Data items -
=-=-=
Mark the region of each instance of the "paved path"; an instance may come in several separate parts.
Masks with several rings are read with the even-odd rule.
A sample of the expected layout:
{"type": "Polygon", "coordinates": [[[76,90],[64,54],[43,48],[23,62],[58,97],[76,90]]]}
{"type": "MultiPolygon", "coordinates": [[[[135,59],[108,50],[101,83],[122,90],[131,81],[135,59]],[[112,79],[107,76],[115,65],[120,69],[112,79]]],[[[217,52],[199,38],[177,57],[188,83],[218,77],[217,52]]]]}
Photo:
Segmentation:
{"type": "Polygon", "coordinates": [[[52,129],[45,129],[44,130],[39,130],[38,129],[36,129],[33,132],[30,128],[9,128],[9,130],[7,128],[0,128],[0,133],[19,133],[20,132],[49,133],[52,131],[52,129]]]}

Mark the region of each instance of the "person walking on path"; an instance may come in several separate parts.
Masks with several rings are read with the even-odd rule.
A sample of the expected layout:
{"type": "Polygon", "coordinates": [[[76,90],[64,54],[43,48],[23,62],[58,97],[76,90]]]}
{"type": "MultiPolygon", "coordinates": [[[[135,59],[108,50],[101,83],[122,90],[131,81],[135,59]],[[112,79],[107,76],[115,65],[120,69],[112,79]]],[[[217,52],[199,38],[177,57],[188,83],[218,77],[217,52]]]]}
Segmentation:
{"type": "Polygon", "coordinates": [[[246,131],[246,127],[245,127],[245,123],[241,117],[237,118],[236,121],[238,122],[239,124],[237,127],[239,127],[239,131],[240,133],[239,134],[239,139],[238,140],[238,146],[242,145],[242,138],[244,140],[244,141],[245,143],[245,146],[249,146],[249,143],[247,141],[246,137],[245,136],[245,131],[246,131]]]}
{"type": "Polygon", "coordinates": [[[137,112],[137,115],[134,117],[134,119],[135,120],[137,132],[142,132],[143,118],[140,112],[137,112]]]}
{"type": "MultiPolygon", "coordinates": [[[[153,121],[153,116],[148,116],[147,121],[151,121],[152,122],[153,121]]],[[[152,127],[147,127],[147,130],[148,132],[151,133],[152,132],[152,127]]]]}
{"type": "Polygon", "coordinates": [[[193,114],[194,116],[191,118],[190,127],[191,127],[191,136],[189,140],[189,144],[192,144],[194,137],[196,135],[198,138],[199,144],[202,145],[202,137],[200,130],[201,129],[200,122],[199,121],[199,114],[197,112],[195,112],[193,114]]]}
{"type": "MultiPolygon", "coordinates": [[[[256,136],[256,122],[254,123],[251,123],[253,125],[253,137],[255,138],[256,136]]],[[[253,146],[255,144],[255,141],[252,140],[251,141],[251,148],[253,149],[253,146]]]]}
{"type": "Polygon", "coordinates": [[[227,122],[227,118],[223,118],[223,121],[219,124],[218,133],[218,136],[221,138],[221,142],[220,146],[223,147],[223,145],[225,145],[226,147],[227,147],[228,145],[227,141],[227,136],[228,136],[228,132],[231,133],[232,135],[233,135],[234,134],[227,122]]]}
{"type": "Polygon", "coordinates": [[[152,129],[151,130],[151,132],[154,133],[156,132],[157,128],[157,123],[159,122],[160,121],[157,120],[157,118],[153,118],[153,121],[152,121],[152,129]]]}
=-=-=
The request - Your task is to print the whole listing again exactly.

Output for this exercise -
Mark the region of each instance of the "paved path"; an instance may come in several separate parts.
Masks with several rings are read with the even-odd rule.
A sample of the expected layout:
{"type": "Polygon", "coordinates": [[[76,90],[64,54],[43,48],[23,62],[58,97],[76,90]]]}
{"type": "MultiPolygon", "coordinates": [[[[135,59],[108,50],[101,83],[122,90],[131,81],[135,59]],[[112,79],[107,76],[115,65],[120,69],[112,79]]],[[[217,52],[199,38],[177,57],[188,83],[218,77],[217,52]]]]}
Photo:
Segmentation:
{"type": "Polygon", "coordinates": [[[52,129],[45,129],[44,130],[39,130],[38,129],[36,129],[33,132],[30,128],[9,128],[9,130],[7,128],[0,128],[0,133],[19,133],[20,132],[49,133],[52,131],[52,129]]]}

Mark the region of each instance of the "person walking on path"; an instance may come in several separate parts.
Masks with several rings are read with the even-odd rule.
A sample of the expected layout:
{"type": "Polygon", "coordinates": [[[76,90],[64,54],[43,48],[23,62],[58,97],[76,90]]]}
{"type": "MultiPolygon", "coordinates": [[[[135,59],[108,50],[101,83],[122,90],[131,81],[135,59]],[[112,79],[107,76],[115,65],[120,69],[112,79]]],[[[217,52],[199,38],[177,57],[188,83],[218,77],[217,52]]]]}
Segmentation:
{"type": "Polygon", "coordinates": [[[246,131],[246,127],[245,127],[245,123],[241,117],[237,118],[236,121],[238,122],[239,124],[237,127],[239,127],[239,131],[240,133],[239,134],[239,139],[238,140],[238,146],[242,145],[242,138],[244,140],[244,141],[245,143],[245,146],[249,146],[249,143],[247,141],[246,137],[245,136],[245,131],[246,131]]]}
{"type": "Polygon", "coordinates": [[[137,112],[137,115],[134,117],[134,119],[135,120],[137,132],[142,132],[143,118],[140,112],[137,112]]]}
{"type": "MultiPolygon", "coordinates": [[[[153,121],[153,116],[148,116],[147,121],[151,121],[152,122],[153,121]]],[[[152,127],[147,127],[147,130],[148,132],[151,133],[152,132],[152,127]]]]}
{"type": "Polygon", "coordinates": [[[193,114],[194,116],[191,118],[190,127],[191,127],[191,136],[189,140],[189,144],[192,144],[194,137],[196,135],[198,138],[199,144],[202,145],[202,137],[200,130],[201,129],[200,122],[199,121],[199,114],[197,112],[195,112],[193,114]]]}
{"type": "MultiPolygon", "coordinates": [[[[256,136],[256,122],[254,123],[251,123],[253,125],[253,137],[255,138],[256,136]]],[[[253,146],[255,144],[255,141],[252,140],[251,141],[251,148],[253,149],[253,146]]]]}
{"type": "Polygon", "coordinates": [[[227,122],[227,118],[223,118],[223,121],[219,124],[218,133],[218,136],[221,138],[221,142],[220,146],[223,147],[223,145],[225,145],[226,147],[227,147],[228,145],[227,141],[227,136],[228,136],[228,132],[231,133],[232,135],[233,135],[234,134],[227,122]]]}
{"type": "Polygon", "coordinates": [[[152,129],[151,130],[151,132],[154,133],[156,132],[157,128],[157,123],[159,122],[160,121],[157,120],[157,118],[153,118],[153,121],[152,121],[152,129]]]}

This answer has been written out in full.